Output each entry below as it stands, leaving out every picture.

:: INPUT DATA

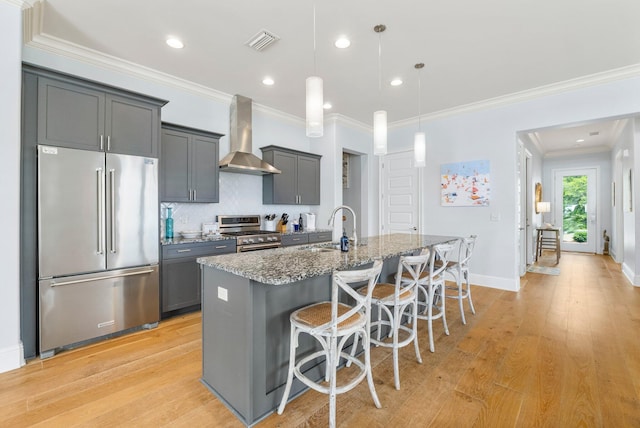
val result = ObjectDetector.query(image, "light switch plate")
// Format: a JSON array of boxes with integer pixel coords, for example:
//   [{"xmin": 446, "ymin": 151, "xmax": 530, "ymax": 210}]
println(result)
[{"xmin": 490, "ymin": 212, "xmax": 501, "ymax": 221}]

::::

:: RESULT OF THE EXERCISE ::
val result = ObjectDetector.query(image, "light switch plate")
// Format: a JSON array of boxes with integer pixel coords, for example:
//   [{"xmin": 446, "ymin": 151, "xmax": 530, "ymax": 210}]
println(result)
[{"xmin": 490, "ymin": 212, "xmax": 501, "ymax": 221}]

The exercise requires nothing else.